→ STATED PROBLEM 1: From the AT&T U-verse account, extract the part that begins at the words "Post-Mortem" and stops after "that battery, either.".

Next, they set up someone to come out Saturday. We waited. The fellow said he had worked for them a year, and he did not seem to know much. But he did say that once they put in the TV, that our Internet would not work as well or reach in the house as far as our DSL had. The installer said, "you scared me," when we told him we wanted everything to work right -- explaining that he did not want to do an install if another AT&T person would have to come out later and fix his mistakes as that would look bad on his record.
Unsure of himself, he repeatedly tried to get a more experienced AT&T guy to come look things over. The guy was going to be there in 20 or 30 minutes. That went on for two or three hours. They pow-wowed and declared, "U-verse Internet does not go around brick and walls well. It won't reach as far as your DSL."
Their bottom line to us: "Your house is too big for U-verse." Funny thing, AT&T never mentions any of this in their ad campaign. The U-verse Internet is supposed to be so much greater and faster, they pitch. In his report to his bosses, however, he said, "Customer won't let me put the TV where I want to put it."
A week later, we got the stuff installed, anyway, to try it. We had 30 days right to cancel, they said. The installer had trouble with one of their boxes, and he had to try a second one. "Sometimes we get a bad batch," he said. After that one left, the TV worked OK for about three hours. Then, we got no picture on the TV, just snow and crazy stuff.
I called him the next day, and he said, "It must be your TV is bad. Two boxes in a row could not be bad." He had told us to call him if we had any problems, instead of calling a main number to schedule someone. However, this time he said he could not come out unless he got an order from the main office. Long story shortened, that did not work, but we had a third AT&T guy come out the next week.
This fellow was from the Philippines, he said, but the tech support people -- who are in the Philippines -- "don't know anything." He said the first installer just did not want to do the job. Then, assessing our Internet situation and that we could not get Internet in much of the house, he said, "You're going to have to buy six or seven wi-fi extenders for this house."
Those things are $80 plus tax at Best Buy. I bought one. The Philippines tech guy changed the box. Things have been glitchy at times, but not terrible, since then. The single wi-fi extender helped reach more of the house, but its signal does not go as far as DSL, so the Internet has actually been degraded by the "upgrade."
Post-Mortem
So, there are my three strikes, or Trifecta of Moving Torture. We lived through it. I propounded upon All My Sons my damages and photos. They have not paid a penny, and I am not holding my breath. Next to having someone in our home acting psycho and threatening us -- I would have ordered him to leave had they not had my furniture hostage -- my greatest surprise over the movers was how violently our things had been pounded up and down while on their truck. Metal was bent and wooden furniture was broken by extreme up-and-down bouncing. Someone who saw our furniture said, "Did they have a wreck on the way?"
We are pulling money out of Wells Fargo.
The main AT&T installer said he would order us a backup battery so that upon an electrical outage everything would not go whacky and have to be reset. Not holding my breath for that battery, either.

→ STATED PROBLEM 2: Show each line in the rows below that holds the word "building".

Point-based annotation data
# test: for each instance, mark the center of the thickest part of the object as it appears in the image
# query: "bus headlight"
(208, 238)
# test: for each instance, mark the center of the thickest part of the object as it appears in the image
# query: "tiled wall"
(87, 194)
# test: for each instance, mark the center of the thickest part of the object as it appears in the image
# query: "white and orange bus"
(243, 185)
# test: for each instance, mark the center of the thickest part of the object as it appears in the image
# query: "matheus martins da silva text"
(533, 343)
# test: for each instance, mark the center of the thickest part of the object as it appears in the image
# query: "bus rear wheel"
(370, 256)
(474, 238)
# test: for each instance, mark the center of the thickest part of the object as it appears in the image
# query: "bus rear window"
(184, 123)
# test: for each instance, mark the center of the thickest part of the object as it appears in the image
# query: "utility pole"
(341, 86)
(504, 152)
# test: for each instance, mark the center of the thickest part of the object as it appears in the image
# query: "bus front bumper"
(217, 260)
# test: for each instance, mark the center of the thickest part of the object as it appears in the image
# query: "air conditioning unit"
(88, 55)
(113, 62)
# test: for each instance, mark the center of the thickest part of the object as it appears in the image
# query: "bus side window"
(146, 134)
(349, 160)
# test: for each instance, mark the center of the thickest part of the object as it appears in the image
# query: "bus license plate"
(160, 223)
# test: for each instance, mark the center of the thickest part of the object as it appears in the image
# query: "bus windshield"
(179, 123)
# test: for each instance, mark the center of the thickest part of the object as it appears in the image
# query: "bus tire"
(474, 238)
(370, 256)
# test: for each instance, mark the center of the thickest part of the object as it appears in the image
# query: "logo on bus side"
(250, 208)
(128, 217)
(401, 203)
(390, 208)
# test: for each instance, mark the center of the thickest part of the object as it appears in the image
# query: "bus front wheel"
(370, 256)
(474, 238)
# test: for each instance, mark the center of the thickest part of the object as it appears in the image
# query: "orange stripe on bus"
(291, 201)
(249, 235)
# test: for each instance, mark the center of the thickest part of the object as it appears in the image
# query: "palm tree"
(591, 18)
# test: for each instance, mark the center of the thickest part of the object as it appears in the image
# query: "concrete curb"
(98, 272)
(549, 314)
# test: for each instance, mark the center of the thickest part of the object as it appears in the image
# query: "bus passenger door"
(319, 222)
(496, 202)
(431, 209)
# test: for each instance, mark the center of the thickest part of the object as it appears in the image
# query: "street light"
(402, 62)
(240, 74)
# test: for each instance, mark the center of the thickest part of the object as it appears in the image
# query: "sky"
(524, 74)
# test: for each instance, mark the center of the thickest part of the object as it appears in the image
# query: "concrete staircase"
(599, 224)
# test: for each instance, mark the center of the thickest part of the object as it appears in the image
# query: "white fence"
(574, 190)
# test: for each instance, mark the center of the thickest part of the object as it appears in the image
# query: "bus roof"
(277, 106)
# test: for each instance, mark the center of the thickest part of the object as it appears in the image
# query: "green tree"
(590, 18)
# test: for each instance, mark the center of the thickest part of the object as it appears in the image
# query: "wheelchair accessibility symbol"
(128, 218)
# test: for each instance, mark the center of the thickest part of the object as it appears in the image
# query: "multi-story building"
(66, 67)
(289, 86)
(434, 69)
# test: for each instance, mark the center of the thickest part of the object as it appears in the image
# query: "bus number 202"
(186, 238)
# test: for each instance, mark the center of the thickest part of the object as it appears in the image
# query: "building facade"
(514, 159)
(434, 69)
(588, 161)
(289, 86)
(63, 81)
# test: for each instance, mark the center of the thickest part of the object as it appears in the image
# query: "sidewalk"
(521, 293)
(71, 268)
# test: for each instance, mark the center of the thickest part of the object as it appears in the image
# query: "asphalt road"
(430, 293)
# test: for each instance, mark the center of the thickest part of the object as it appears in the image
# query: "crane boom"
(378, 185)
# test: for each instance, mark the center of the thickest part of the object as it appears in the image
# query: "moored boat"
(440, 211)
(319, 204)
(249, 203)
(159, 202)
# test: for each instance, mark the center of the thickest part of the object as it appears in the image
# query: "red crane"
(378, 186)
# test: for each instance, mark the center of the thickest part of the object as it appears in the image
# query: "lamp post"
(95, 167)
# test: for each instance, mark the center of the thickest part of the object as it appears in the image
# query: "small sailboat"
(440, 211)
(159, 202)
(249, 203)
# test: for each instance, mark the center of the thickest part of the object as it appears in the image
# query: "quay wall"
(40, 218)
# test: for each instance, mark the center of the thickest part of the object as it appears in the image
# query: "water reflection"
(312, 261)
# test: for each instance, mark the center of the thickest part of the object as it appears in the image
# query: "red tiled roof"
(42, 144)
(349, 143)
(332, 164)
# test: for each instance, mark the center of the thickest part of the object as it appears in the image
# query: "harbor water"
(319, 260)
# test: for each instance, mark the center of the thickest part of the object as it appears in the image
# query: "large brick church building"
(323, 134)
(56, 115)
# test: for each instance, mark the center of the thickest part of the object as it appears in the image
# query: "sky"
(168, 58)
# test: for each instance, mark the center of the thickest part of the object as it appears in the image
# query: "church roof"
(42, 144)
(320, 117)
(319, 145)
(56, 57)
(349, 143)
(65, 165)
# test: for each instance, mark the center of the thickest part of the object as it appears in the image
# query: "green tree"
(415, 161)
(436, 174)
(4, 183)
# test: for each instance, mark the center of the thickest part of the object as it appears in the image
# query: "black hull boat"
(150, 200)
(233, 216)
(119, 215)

→ FINAL RESULT 1:
Post-Mortem
So, there are my three strikes, or Trifecta of Moving Torture. We lived through it. I propounded upon All My Sons my damages and photos. They have not paid a penny, and I am not holding my breath. Next to having someone in our home acting psycho and threatening us -- I would have ordered him to leave had they not had my furniture hostage -- my greatest surprise over the movers was how violently our things had been pounded up and down while on their truck. Metal was bent and wooden furniture was broken by extreme up-and-down bouncing. Someone who saw our furniture said, "Did they have a wreck on the way?"
We are pulling money out of Wells Fargo.
The main AT&T installer said he would order us a backup battery so that upon an electrical outage everything would not go whacky and have to be reset. Not holding my breath for that battery, either.

→ FINAL RESULT 2:
# query: "multi-story building"
# query: "building facade"
# query: "large brick church building"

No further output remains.